═════ PROVIDED RECORDS

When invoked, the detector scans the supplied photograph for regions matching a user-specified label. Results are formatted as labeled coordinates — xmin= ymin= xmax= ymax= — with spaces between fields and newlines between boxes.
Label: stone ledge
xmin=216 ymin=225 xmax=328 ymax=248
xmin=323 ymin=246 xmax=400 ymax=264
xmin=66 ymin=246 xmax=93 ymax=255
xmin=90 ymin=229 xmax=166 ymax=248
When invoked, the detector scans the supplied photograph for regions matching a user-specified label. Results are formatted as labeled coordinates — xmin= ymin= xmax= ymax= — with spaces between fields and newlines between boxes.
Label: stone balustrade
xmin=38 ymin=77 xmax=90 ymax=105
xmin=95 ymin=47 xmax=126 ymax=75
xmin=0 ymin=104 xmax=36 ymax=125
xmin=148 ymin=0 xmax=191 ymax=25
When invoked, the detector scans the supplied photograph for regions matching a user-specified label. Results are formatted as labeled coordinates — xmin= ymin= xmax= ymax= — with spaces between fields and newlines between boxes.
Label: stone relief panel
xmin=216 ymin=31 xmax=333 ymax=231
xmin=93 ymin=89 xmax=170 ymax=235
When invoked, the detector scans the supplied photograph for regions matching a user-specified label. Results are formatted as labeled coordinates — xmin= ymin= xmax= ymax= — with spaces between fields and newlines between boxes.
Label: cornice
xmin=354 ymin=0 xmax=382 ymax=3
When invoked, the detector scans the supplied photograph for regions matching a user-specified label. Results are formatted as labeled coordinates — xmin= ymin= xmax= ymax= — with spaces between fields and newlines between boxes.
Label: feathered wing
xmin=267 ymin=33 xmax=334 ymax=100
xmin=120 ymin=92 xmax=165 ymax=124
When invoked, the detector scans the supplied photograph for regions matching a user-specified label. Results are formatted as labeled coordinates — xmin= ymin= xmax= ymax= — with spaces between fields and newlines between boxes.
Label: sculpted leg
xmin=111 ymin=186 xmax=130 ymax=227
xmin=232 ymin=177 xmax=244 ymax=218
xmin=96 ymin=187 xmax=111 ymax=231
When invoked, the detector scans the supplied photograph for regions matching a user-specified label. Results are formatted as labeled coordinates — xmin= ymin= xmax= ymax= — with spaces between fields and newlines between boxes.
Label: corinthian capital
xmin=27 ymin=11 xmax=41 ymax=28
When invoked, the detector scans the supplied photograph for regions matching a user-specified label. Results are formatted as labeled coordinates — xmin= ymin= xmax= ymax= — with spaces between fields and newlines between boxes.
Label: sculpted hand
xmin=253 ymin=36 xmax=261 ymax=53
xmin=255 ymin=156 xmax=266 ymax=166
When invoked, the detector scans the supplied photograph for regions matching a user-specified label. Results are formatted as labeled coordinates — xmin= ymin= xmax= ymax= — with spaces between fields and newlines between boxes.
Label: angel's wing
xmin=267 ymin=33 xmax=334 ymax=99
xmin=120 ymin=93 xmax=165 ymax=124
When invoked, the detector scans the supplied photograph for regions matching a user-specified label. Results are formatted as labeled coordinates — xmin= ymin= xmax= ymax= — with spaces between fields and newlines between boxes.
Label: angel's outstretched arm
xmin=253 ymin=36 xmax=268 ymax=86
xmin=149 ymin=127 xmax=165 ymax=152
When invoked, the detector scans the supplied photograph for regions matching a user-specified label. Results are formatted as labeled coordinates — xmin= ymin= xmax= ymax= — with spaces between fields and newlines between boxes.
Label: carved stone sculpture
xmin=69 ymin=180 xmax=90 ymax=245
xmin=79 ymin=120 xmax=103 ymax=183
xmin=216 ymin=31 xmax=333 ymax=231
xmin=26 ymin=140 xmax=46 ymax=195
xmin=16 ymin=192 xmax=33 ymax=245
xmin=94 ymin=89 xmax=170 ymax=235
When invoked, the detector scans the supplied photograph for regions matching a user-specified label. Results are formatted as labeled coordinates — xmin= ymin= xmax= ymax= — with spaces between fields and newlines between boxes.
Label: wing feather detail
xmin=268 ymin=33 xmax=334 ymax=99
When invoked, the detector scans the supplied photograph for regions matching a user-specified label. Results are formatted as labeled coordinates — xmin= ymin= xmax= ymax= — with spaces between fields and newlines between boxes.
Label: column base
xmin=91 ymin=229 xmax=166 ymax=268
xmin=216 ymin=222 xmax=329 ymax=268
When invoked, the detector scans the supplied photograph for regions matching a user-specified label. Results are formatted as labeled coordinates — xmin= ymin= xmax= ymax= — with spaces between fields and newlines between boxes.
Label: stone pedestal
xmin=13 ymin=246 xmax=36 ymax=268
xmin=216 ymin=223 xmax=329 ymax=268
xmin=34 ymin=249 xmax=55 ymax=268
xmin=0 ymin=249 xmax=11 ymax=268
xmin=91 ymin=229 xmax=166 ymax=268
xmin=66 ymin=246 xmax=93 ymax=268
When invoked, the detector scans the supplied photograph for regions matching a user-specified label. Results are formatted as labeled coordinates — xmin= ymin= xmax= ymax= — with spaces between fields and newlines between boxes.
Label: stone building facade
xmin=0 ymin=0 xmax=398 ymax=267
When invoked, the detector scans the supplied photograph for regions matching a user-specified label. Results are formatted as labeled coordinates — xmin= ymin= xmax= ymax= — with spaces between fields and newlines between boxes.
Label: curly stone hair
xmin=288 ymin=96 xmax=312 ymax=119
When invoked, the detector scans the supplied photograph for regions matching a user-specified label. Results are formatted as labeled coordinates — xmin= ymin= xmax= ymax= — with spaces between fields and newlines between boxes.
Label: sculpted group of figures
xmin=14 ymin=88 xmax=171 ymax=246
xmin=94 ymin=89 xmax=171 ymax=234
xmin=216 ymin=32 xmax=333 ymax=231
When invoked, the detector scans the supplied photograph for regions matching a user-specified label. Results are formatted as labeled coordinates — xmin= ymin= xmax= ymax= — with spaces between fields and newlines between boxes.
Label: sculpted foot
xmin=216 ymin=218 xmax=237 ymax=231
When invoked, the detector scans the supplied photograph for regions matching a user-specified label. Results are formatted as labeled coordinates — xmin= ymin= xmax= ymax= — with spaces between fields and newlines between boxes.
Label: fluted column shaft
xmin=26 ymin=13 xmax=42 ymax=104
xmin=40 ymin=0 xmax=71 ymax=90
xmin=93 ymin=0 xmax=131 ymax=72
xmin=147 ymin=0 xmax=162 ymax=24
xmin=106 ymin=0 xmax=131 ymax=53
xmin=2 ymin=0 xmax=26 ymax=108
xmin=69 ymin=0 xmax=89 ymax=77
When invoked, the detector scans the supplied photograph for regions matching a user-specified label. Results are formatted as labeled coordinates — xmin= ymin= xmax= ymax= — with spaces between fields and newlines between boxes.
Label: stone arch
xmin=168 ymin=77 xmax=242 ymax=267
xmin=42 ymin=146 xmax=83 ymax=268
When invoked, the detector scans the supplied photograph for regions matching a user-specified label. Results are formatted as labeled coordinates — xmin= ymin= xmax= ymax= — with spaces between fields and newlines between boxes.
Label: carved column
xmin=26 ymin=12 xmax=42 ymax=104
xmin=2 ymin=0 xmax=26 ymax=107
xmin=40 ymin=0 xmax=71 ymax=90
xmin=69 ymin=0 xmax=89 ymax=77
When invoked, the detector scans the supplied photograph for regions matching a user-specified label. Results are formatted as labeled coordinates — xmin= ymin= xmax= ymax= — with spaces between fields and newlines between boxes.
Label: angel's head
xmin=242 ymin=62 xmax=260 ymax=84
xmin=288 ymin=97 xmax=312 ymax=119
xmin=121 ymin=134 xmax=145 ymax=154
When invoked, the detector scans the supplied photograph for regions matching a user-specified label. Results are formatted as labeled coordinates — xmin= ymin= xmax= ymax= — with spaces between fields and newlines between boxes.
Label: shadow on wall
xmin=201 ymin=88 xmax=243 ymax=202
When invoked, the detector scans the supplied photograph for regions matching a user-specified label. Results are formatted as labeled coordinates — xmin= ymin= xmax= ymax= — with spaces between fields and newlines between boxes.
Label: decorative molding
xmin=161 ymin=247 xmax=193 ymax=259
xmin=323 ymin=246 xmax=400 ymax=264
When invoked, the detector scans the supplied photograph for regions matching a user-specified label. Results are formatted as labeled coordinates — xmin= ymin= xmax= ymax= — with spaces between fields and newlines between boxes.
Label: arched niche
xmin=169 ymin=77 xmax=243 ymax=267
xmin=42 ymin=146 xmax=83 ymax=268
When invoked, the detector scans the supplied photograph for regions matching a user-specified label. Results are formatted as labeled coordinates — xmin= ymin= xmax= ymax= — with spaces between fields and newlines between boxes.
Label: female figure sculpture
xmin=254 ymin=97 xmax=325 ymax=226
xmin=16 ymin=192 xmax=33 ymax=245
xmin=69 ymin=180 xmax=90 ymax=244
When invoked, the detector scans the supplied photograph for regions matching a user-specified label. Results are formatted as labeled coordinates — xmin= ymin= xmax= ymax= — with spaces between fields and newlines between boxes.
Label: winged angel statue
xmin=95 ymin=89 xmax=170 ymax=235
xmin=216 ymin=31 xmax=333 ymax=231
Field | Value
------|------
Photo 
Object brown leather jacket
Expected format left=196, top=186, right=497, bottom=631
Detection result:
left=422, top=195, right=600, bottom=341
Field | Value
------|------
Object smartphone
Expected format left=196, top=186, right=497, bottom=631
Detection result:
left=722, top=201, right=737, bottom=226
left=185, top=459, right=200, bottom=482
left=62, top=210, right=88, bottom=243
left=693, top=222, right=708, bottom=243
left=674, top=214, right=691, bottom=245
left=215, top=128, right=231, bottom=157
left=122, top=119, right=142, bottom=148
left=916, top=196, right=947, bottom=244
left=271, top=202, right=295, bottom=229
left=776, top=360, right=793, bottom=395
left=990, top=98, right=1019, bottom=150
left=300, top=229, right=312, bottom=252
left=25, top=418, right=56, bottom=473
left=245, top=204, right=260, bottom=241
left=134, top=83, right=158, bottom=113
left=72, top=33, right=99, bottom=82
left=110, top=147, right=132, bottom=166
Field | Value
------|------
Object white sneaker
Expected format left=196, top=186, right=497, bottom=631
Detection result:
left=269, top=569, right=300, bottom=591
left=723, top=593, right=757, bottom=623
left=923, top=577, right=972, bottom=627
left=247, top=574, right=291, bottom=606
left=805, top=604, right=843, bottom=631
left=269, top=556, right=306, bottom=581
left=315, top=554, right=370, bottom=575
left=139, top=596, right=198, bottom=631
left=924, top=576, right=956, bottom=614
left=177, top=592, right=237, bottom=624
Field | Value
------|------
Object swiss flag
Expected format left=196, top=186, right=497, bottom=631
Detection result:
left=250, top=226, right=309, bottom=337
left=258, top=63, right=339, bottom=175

══════════

◆ **ACTIVITY**
List every line above that contains the word "Object".

◆ **YOUR SOLUTION**
Object brown leather jacket
Object smartphone
Object white sneaker
Object swiss flag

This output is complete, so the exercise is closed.